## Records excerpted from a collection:
= = = =
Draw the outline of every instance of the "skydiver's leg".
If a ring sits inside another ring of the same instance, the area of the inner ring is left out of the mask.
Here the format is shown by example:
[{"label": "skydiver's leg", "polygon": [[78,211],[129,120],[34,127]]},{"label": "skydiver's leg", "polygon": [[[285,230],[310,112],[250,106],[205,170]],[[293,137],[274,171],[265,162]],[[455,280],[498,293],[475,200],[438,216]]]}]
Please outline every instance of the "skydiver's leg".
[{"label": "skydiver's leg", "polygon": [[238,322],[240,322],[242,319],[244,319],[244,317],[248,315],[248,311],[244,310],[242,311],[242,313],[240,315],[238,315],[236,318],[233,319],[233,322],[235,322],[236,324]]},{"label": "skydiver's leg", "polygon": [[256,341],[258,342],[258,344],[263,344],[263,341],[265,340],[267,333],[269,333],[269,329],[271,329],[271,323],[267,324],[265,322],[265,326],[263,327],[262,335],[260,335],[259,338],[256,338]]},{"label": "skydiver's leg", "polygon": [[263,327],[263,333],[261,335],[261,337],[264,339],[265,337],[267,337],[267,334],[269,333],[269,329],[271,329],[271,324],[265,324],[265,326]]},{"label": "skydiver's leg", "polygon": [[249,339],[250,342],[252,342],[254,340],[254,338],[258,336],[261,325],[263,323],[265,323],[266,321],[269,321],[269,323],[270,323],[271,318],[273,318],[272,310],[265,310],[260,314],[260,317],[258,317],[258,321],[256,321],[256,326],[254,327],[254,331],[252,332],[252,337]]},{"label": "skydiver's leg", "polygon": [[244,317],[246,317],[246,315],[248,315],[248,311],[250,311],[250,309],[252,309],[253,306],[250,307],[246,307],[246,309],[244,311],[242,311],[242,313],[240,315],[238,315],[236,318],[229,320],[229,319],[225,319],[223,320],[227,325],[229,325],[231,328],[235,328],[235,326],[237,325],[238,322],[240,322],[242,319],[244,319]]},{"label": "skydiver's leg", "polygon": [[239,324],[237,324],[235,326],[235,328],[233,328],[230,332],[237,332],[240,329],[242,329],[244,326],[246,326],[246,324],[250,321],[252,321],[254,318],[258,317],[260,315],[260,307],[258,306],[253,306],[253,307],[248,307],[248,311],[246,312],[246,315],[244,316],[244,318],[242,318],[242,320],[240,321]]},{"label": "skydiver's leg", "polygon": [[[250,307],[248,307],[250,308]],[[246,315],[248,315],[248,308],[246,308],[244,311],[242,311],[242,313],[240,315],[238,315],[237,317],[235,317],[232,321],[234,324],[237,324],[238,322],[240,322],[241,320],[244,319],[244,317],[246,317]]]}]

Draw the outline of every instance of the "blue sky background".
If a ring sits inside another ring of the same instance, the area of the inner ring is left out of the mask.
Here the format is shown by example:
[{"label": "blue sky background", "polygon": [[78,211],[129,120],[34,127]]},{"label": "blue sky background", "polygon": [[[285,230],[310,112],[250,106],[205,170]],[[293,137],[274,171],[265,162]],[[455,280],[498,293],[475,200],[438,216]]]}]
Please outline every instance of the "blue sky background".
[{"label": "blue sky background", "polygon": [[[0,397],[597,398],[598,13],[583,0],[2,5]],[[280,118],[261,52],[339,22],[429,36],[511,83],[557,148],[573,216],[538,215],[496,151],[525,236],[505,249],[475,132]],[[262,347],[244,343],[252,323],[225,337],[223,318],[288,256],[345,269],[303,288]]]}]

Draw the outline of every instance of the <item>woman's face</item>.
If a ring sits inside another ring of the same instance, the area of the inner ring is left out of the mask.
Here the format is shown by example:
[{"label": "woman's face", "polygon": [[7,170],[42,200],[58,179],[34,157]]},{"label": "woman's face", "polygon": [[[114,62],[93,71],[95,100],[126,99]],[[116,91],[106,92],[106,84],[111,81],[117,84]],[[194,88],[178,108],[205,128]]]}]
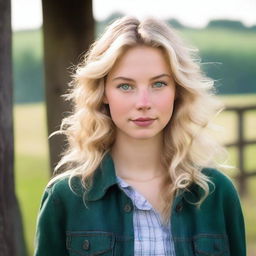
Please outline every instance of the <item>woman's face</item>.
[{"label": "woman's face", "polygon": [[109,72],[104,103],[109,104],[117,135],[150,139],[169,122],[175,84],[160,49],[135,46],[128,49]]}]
= = = =
## YOUR ASSIGNMENT:
Each record must be repeated exactly, and no picture may be carried over.

## WRITTEN RESPONSE:
Draw the outline of every instance of the "skydiver's leg".
If a ring sits inside another ring of the same instance, the area of the inner ring is left out of the mask.
Here the format is shown by example:
[{"label": "skydiver's leg", "polygon": [[78,211],[129,120],[34,127]]},{"label": "skydiver's leg", "polygon": [[[285,230],[310,112],[250,106],[205,170]],[[293,137],[274,171],[265,162]],[[455,280],[498,293],[475,200],[438,216]]]}]
Please outline every instance of the "skydiver's leg".
[{"label": "skydiver's leg", "polygon": [[238,322],[240,322],[242,319],[244,319],[244,317],[248,315],[248,311],[244,310],[242,311],[242,313],[240,315],[238,315],[236,318],[233,319],[233,322],[235,322],[236,324]]},{"label": "skydiver's leg", "polygon": [[256,341],[258,342],[258,344],[263,344],[263,341],[265,340],[267,333],[269,333],[269,329],[271,329],[271,323],[267,324],[265,322],[265,326],[263,327],[262,335],[260,335],[259,338],[256,338]]},{"label": "skydiver's leg", "polygon": [[263,327],[263,333],[261,335],[261,337],[264,339],[265,337],[267,337],[267,334],[269,333],[269,329],[271,329],[271,324],[265,324],[265,326]]},{"label": "skydiver's leg", "polygon": [[249,339],[250,342],[252,342],[254,340],[254,338],[258,336],[261,325],[263,323],[265,323],[266,321],[269,321],[269,323],[270,323],[271,318],[273,318],[272,310],[265,310],[260,314],[260,317],[258,317],[258,321],[256,321],[256,326],[254,327],[254,331],[252,332],[252,337]]},{"label": "skydiver's leg", "polygon": [[244,317],[246,317],[246,315],[248,315],[248,311],[250,311],[250,309],[252,309],[253,306],[250,307],[246,307],[246,309],[244,311],[242,311],[242,313],[240,315],[238,315],[236,318],[229,320],[229,319],[225,319],[223,320],[227,325],[229,325],[231,328],[235,328],[235,326],[237,325],[238,322],[240,322],[242,319],[244,319]]},{"label": "skydiver's leg", "polygon": [[239,324],[237,324],[235,326],[235,328],[233,328],[230,332],[237,332],[240,329],[242,329],[244,326],[246,326],[246,324],[250,321],[252,321],[254,318],[258,317],[260,315],[260,307],[258,306],[253,306],[253,307],[248,307],[248,311],[246,312],[246,315],[244,316],[244,318],[242,318],[242,320],[240,321]]},{"label": "skydiver's leg", "polygon": [[[250,307],[248,307],[250,308]],[[246,315],[248,315],[248,308],[246,308],[244,311],[242,311],[242,313],[240,315],[238,315],[237,317],[235,317],[232,321],[234,324],[237,324],[238,322],[240,322],[241,320],[244,319],[244,317],[246,317]]]}]

Draw the outline of every instance of the "blue sky background".
If a ring sits inside another ring of the same instance, the area of the inner ring is left out of the mask.
Here the format is shown by example:
[{"label": "blue sky background", "polygon": [[78,211],[129,120],[34,127]]},{"label": "blue sky background", "polygon": [[[285,230],[310,112],[250,106],[205,170]],[[293,137],[274,171],[265,162]],[[455,280],[498,293],[475,200],[438,216]]]}]
Please outline every instance of the "blue sky background".
[{"label": "blue sky background", "polygon": [[[0,397],[597,398],[598,13],[583,0],[2,5]],[[280,118],[261,52],[339,22],[429,36],[511,83],[557,148],[573,216],[538,215],[496,151],[525,236],[505,249],[475,132]],[[262,347],[244,343],[252,323],[225,337],[223,318],[288,256],[345,269],[303,288]]]}]

Draw the outline of every instance of the <item>woman's face</item>.
If a ring sits inside another ring of the same instance, the area of the inner ring is left out of the mask.
Here the format is shown by example:
[{"label": "woman's face", "polygon": [[7,170],[42,200],[58,179],[34,157]]},{"label": "woman's face", "polygon": [[[114,62],[93,71],[95,100],[126,99]],[[116,91],[106,92],[106,84],[111,81],[117,84]],[[194,88],[178,108],[205,128]]]}]
Please outline every instance of the <item>woman's face</item>.
[{"label": "woman's face", "polygon": [[109,72],[104,103],[109,104],[117,135],[150,139],[169,122],[175,84],[160,49],[135,46],[128,49]]}]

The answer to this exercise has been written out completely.